◆ The request:
Turn the records below into a numbered list with no blank lines, and leave out the pictures.

## begin Supplied entries

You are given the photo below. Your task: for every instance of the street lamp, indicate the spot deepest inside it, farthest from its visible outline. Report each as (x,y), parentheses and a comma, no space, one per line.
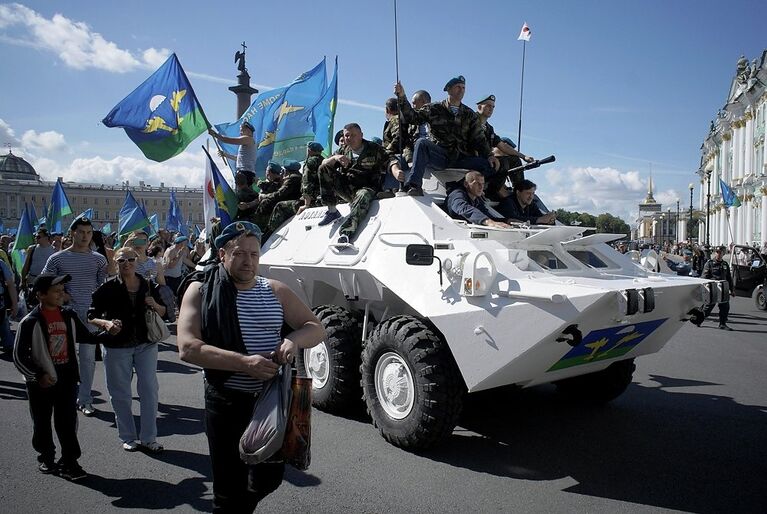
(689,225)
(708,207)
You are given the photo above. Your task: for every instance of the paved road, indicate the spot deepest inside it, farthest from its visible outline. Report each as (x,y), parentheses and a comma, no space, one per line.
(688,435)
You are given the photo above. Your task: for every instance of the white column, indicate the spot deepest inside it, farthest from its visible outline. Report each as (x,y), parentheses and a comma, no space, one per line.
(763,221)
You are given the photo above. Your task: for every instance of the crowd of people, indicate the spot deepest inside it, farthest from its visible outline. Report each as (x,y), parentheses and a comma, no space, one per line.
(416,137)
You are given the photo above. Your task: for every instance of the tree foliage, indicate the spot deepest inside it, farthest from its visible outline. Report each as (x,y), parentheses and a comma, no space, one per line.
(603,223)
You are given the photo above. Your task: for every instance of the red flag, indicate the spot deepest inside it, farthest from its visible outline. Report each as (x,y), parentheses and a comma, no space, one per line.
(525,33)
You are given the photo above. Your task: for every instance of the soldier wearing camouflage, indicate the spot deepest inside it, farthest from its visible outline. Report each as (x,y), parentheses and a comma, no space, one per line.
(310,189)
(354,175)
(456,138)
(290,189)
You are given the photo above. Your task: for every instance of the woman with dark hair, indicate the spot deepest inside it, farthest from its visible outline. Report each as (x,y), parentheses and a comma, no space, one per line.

## end Supplied entries

◆ Solution to the exercise:
1. You are given the photo below. Your task: for every instance of the street lamp, indicate the spot deepest inside it, farthest from its visible outline. Report each as (x,y), parentheses and a comma, no space, one per line.
2. (689,225)
3. (708,207)
4. You are given the photo above. Your task: for every instance of the paved road, indicate the spot deepest inside it, farthest from its visible outline. Report each as (x,y), parentheses and a comma, no space, one per line.
5. (688,435)
6. You are given the photo above. Your task: for every instance of the white column, indicate the spot deepest inside it, farthest from its visible outline. Report each as (x,y), parentheses and a comma, no space, one per line.
7. (763,221)
8. You are given the photo above. Your task: for every instance of the crowd of people, indicate the spot deepest inside it, farthest from its visible outline. Report each as (x,y), parentheses and a comma, no space, one per line.
9. (416,137)
10. You are given the photo above. Your task: for every instance of the tree foliage, indicate the spot deepest inside it, farthest from its visible outline. Report each as (x,y), parentheses and a comma, no space, one per line.
11. (603,223)
12. You are given the photo above. Your task: for every instance of the red flag, indicate the spot deepest inside it, farthest from its visible outline. Report each as (x,y), parentheses and a comma, no space, one per line.
13. (525,33)
14. You are given the photo above. Your task: for every instance of the soldier wearing camouflage, indicate the spot deepest inside it, farthest from its visible outline. Report each as (x,y), parentheses and a comma, no space, one per line.
15. (310,189)
16. (354,175)
17. (456,138)
18. (290,189)
19. You are given the photo above. Your task: for every instance of the woman with dark hair, indicate the spot deepest inside it, farthest from its visible outline. Report each as (x,y), parentheses and a comma, no space, one per line.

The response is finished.